**RECORDS FOR THE TASK:**
====================
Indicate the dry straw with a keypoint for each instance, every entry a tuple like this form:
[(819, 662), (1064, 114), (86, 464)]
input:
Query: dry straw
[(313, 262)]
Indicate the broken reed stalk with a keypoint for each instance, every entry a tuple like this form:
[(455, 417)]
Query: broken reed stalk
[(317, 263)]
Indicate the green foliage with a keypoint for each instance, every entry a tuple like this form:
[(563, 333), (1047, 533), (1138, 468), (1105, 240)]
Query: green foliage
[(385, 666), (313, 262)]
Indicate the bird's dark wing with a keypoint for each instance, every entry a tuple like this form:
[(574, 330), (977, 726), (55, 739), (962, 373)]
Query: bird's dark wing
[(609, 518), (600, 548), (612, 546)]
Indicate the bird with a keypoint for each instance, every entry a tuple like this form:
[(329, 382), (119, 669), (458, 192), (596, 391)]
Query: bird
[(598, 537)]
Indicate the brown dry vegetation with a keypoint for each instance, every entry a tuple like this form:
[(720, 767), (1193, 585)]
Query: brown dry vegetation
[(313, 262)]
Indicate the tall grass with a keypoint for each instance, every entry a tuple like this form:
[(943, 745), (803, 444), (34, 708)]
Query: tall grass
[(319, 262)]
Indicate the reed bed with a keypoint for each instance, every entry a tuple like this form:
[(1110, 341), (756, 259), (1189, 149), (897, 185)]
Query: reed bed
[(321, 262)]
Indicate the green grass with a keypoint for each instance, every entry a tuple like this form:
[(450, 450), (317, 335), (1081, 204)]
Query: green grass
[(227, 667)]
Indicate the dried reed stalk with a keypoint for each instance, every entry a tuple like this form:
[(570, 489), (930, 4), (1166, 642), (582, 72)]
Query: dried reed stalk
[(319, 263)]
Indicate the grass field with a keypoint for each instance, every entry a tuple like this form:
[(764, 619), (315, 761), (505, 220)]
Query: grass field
====================
Reproduce the entire listing above line for line, without changing a character.

Indicate the dry straw with a keypoint for each instance, every entry a tuple like this form:
[(819, 662), (1064, 114), (86, 464)]
input:
Query: dry straw
[(313, 262)]
Indicate the broken reed stalk with a keypoint for each instance, every entry a tuple like this form:
[(455, 417)]
Query: broken reed stalk
[(317, 263)]
Indicate the green foliage with a keypoint for each instance, every entry a tuple like this form:
[(563, 333), (1047, 533), (1138, 468), (1105, 240)]
Query: green foliage
[(385, 666), (313, 262)]
Indicate the bird's dark wing with a keypoint for each instance, every entry a tuple like this form:
[(574, 330), (977, 726), (55, 739), (962, 373)]
Query: bird's dark wing
[(609, 518), (600, 548), (612, 546)]
Indicate the bird with a keypoint for each instance, every entry a tuple like this form:
[(329, 382), (119, 669), (458, 192), (596, 391)]
Query: bird
[(598, 537)]
Indicate the brown dry vegetation with a keypoint for each instance, every entry a tuple like this form:
[(720, 767), (1193, 585)]
Query: brown dry vegetation
[(313, 262)]
Indicate the tall grass with a keypoint for each instance, every entry a tuple like this form:
[(943, 745), (803, 444), (34, 708)]
Query: tall grass
[(319, 262)]
Indicate the reed bed with a keypoint for each instance, every entry a tuple like this form:
[(1110, 341), (756, 259), (1189, 149), (897, 185)]
Query: reed bed
[(321, 262)]
Indicate the green grass with a keypoint for each instance, every entry a tuple like this form:
[(450, 450), (317, 335), (1081, 204)]
Query: green grass
[(227, 667)]
Indicate the dried reed stalk with a keypoint for each instance, every entry a tuple like this form:
[(570, 489), (930, 4), (1166, 642), (582, 72)]
Query: dried reed stalk
[(319, 263)]
Indicate the grass field with a keypoint for each instance, every entry a tuple like this form:
[(764, 619), (315, 761), (505, 220)]
Query: grass field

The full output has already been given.